ASEAN 2025’s theme of “Inclusivity and Sustainability” is both timely and urgent.

Left untended, that impact may hit this region at considerable costs in ways beyond anyone’s control. Malaysia is therefore planning an Asean-US summit on Washington’s indiscriminate tariffs on US trading partners.
In such times of global trade dislocation, “inclusivity” means all 10 Asean nations coming together as one to press a joint case against spiteful and senseless tariffs.
Asean as Asia’s third-largest economy and the world’s fifth-largest can do no less, and as a comparable economic community may do much more. By 2030, Asean is expected to surpass Japan as Asia’s second-largest economy and the world’s fourth-largest.
Aggregate Asean GDP has averaged 4% over the past decade while the region remains attractive to foreign investment. Three days ago Moscow announced that Asean and Russia are working on enhanced partnerships at multiple levels.
Indonesia is a full BRICS member, Malaysia and Thailand are partner countries, and more Asean members are likely to apply to join BRICS. The Global South that includes Asean and many of its trading partners are on the rise in a broader inclusivity, mainly to defend and advance their shared legitimate interests.

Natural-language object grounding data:
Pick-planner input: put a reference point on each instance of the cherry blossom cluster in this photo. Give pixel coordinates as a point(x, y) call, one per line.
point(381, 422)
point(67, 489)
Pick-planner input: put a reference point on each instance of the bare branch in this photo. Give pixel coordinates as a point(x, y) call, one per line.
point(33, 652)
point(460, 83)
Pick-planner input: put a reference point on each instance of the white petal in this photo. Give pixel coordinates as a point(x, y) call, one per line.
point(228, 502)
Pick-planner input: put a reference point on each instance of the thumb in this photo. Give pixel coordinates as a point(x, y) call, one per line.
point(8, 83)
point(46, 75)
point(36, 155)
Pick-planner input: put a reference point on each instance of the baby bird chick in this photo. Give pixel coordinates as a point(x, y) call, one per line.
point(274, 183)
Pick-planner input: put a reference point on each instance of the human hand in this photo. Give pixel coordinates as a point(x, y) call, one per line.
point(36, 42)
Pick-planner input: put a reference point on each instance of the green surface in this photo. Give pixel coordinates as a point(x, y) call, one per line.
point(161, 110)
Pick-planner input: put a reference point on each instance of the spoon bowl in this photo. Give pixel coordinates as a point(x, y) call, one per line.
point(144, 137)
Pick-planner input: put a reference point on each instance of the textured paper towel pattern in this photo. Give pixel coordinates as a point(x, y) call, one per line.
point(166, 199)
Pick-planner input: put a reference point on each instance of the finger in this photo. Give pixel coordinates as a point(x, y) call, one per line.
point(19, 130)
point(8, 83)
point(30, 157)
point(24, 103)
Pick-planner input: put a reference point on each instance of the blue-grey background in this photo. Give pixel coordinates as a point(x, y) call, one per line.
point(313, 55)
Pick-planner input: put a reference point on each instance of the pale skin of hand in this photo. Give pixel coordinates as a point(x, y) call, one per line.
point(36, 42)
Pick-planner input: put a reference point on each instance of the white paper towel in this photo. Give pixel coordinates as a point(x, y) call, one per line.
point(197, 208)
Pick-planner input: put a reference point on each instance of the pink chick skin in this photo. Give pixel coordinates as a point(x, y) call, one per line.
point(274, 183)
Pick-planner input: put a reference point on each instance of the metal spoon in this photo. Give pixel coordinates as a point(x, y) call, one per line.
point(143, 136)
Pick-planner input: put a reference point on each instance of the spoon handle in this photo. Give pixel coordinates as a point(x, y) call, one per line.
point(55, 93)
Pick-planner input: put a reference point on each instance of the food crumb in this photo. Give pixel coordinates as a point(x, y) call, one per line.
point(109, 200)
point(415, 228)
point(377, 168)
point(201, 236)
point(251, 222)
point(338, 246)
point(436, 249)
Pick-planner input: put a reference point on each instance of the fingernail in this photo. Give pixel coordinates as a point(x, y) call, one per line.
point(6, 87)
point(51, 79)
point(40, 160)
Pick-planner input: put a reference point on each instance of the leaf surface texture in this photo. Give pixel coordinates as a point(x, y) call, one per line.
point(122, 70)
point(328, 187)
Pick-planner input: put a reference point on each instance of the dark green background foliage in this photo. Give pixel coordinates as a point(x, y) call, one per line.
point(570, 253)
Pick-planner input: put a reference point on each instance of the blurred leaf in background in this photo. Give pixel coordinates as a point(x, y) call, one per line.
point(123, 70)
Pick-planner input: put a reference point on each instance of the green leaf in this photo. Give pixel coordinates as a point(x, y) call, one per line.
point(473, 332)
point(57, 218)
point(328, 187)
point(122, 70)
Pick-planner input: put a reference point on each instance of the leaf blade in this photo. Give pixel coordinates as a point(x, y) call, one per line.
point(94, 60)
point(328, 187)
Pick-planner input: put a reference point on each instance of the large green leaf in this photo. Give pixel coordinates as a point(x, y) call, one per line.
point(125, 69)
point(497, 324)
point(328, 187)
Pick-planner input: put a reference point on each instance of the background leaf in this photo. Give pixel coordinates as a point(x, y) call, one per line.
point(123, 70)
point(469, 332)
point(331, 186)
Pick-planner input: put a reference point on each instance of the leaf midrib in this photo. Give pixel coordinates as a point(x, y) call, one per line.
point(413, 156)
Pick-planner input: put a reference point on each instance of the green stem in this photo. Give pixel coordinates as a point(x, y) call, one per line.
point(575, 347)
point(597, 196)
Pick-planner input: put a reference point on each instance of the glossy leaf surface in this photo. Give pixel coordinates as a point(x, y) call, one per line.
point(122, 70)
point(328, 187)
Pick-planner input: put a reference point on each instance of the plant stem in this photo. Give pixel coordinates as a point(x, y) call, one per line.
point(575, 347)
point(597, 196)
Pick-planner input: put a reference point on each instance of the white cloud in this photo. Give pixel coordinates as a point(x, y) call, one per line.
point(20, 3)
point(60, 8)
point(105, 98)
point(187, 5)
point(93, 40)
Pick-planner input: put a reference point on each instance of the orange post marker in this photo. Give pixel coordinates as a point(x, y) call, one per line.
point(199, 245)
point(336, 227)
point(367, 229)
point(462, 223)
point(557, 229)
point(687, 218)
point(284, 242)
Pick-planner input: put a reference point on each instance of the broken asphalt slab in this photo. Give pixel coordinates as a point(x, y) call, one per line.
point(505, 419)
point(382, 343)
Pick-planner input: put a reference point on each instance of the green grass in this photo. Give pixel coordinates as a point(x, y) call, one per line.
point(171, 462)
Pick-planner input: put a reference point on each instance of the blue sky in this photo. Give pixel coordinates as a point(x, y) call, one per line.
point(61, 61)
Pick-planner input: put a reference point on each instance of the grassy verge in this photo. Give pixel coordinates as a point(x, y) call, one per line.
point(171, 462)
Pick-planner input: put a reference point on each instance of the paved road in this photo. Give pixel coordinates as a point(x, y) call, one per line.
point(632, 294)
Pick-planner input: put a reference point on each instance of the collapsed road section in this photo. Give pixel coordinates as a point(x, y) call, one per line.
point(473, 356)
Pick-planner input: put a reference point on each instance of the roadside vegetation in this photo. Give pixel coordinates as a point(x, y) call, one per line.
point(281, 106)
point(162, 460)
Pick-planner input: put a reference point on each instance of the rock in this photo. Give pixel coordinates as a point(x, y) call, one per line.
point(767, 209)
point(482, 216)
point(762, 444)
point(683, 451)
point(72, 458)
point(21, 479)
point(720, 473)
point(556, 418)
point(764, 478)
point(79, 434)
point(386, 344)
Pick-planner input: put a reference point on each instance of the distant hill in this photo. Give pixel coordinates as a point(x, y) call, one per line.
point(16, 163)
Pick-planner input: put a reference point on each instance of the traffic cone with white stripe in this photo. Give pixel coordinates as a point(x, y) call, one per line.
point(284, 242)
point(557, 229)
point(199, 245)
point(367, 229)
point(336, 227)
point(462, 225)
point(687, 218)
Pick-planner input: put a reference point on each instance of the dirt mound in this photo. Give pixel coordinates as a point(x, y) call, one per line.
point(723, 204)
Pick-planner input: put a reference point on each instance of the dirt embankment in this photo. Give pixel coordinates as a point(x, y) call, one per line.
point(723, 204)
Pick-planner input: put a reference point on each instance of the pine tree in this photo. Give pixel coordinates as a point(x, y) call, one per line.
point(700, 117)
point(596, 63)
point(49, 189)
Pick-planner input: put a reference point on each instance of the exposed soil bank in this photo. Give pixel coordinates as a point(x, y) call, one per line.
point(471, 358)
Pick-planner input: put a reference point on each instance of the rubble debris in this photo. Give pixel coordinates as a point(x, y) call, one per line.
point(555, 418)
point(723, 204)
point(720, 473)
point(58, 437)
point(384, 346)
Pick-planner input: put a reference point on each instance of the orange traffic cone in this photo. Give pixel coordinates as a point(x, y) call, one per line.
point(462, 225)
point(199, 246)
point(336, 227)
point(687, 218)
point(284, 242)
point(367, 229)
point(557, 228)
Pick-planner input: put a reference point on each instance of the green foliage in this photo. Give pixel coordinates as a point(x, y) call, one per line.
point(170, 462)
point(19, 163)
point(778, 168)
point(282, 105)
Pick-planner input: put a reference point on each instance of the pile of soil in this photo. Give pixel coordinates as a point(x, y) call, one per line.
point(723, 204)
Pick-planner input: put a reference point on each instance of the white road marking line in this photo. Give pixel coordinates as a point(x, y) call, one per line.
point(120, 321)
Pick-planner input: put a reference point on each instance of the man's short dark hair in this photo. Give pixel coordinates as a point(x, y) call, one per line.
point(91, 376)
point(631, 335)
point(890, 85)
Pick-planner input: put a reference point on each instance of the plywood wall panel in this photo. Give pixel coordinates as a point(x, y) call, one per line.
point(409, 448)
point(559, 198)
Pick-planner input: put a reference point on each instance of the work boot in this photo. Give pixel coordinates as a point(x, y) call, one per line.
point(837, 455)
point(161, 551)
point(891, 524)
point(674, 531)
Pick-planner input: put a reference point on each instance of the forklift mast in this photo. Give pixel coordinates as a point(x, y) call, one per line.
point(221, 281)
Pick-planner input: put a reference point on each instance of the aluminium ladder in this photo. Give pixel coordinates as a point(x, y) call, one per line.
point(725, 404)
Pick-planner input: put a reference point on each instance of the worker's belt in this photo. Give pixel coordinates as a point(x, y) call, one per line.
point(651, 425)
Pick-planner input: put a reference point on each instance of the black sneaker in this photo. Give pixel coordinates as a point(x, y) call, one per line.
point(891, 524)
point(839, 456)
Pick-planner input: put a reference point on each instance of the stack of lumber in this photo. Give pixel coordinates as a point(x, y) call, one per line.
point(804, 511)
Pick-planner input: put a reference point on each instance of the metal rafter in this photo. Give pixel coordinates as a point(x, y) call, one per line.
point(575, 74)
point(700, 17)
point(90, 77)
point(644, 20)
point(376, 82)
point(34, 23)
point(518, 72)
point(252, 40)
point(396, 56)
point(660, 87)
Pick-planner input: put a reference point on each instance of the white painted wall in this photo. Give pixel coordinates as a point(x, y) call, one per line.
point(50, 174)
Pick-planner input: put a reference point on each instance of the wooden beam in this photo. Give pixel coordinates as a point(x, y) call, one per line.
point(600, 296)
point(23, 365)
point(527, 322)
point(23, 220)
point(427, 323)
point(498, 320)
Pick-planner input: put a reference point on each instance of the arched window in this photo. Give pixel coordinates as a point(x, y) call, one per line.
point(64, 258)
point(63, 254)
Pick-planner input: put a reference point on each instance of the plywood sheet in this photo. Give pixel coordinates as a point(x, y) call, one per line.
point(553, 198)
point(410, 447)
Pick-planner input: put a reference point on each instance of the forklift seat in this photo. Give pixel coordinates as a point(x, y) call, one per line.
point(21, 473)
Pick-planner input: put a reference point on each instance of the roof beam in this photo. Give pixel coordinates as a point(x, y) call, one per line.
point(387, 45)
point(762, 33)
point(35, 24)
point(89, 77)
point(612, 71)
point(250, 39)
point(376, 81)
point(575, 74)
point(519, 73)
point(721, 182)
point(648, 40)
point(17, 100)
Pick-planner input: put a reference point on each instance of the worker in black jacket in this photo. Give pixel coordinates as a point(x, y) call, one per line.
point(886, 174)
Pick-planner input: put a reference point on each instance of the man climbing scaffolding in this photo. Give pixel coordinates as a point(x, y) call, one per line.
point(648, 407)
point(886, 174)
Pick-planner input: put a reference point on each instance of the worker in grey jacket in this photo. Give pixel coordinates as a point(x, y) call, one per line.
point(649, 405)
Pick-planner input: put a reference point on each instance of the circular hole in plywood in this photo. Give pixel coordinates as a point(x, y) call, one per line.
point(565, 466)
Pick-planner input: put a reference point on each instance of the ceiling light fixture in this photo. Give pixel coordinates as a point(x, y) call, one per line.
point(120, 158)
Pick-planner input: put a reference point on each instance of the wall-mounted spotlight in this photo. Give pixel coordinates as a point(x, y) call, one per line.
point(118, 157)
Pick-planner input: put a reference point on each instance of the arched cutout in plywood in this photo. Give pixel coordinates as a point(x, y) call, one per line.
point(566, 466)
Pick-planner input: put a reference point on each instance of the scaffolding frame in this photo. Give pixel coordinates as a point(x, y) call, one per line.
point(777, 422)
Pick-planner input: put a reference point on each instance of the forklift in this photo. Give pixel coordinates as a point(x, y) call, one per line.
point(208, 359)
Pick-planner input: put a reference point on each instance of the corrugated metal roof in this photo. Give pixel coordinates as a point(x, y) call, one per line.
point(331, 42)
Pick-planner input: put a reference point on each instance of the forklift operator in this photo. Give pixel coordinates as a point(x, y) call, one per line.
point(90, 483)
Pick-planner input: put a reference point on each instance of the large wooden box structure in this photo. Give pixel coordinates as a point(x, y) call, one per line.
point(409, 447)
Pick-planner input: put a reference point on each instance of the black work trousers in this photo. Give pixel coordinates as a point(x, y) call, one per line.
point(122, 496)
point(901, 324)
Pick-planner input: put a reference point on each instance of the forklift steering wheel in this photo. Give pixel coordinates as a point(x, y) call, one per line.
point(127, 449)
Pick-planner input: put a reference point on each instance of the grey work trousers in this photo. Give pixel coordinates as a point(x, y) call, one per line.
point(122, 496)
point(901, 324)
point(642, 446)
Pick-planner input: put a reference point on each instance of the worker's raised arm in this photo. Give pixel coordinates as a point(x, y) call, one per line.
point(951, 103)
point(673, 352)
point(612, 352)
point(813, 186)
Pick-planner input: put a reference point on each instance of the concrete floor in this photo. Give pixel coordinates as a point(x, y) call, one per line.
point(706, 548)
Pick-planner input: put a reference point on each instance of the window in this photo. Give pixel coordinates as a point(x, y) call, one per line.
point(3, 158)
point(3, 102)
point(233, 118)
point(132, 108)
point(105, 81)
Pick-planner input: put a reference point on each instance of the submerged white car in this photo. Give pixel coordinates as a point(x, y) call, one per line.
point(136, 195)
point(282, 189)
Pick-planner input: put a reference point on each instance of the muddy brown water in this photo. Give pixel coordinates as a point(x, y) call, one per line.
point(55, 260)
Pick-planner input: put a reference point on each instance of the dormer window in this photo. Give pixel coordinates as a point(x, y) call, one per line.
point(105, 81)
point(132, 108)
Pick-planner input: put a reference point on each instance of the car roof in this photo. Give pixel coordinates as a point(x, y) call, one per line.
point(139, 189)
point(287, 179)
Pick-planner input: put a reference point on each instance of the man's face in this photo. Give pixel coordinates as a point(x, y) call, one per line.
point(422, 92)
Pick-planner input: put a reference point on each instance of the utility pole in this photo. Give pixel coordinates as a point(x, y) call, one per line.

▶ _Prompt A_
According to the ASEAN passage, which Asean nation is a full BRICS member?
▶ _Prompt B_
Reproduce the ASEAN passage word for word from "Aggregate Asean GDP" to "shared legitimate interests.".

▶ _Exercise response A_
Indonesia

▶ _Exercise response B_
Aggregate Asean GDP has averaged 4% over the past decade while the region remains attractive to foreign investment. Three days ago Moscow announced that Asean and Russia are working on enhanced partnerships at multiple levels.
Indonesia is a full BRICS member, Malaysia and Thailand are partner countries, and more Asean members are likely to apply to join BRICS. The Global South that includes Asean and many of its trading partners are on the rise in a broader inclusivity, mainly to defend and advance their shared legitimate interests.